(A run of records)
* start *
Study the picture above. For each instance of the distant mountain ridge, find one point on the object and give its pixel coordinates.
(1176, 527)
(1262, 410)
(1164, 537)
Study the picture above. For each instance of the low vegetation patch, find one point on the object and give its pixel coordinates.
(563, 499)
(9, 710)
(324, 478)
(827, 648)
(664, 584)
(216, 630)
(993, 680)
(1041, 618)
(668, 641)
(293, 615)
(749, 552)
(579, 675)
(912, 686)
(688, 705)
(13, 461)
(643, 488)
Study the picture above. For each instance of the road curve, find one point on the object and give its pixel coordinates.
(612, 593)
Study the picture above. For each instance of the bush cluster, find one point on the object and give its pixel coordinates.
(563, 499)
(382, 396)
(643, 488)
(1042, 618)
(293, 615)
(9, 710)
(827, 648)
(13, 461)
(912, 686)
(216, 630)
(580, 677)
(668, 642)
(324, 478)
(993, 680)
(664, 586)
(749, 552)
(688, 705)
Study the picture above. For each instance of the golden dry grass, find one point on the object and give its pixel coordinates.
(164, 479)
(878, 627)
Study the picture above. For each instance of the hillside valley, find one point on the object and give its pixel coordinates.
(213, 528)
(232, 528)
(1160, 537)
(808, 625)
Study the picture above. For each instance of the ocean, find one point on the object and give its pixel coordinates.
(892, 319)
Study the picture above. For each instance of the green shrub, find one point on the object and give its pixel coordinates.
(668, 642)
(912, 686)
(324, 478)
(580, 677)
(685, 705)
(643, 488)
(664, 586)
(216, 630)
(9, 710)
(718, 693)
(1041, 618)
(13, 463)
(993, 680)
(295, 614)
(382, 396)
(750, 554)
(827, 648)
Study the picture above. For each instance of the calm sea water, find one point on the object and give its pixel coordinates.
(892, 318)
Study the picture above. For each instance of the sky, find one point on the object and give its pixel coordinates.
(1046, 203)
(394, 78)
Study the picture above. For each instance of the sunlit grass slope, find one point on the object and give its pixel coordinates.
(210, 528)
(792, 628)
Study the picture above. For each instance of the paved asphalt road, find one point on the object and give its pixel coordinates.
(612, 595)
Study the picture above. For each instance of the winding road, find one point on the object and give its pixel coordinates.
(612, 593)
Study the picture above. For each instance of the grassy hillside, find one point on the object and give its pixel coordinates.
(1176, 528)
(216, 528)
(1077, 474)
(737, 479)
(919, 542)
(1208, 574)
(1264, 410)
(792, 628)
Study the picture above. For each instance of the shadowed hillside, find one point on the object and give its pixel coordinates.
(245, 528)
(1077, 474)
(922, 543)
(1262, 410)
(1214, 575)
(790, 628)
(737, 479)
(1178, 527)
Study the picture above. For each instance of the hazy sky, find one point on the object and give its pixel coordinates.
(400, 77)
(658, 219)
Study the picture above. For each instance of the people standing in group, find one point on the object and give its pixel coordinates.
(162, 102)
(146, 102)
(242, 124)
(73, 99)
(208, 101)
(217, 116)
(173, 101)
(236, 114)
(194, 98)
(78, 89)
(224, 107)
* end *
From the line containing "Study the picture above. For each instance of the sky, find" through the final line of the listing above, retype every line exactly; leave out everything else.

* EXERCISE ANSWER
Study the picture above. For each instance of the sky, find one point on the object and give its pixel coordinates.
(1046, 203)
(394, 78)
Study the picture above. For each instance of the sunlit grass slope, find one point on the object and give its pixel coordinates.
(210, 528)
(792, 628)
Study the picture above. For each instance of the paved asphalt road, find one point on the object and give its pixel coordinates.
(612, 595)
Study the picture above. For each instance of the winding road, find one point on the object and give its pixel coordinates.
(612, 593)
Study the picture above. For each instance of the grassy hillside, find one point on the object and give its pixel coordinates.
(1176, 528)
(216, 528)
(1077, 474)
(737, 479)
(919, 542)
(1208, 574)
(1264, 410)
(792, 628)
Study the picture above. For each instance of the shadowed hillside, find one point on the object and give its pixel coordinates.
(245, 528)
(1077, 474)
(922, 543)
(1262, 410)
(1214, 575)
(790, 628)
(737, 479)
(1178, 527)
Study the picture above. For each instance of the hazy sky, find one point on the object and give its pixel coordinates.
(400, 77)
(658, 219)
Study the picture above. For each instance of the people standing in group, find one point on the object and give its pixel coordinates.
(162, 102)
(146, 102)
(242, 124)
(73, 99)
(208, 101)
(217, 116)
(173, 101)
(236, 114)
(194, 98)
(78, 89)
(224, 107)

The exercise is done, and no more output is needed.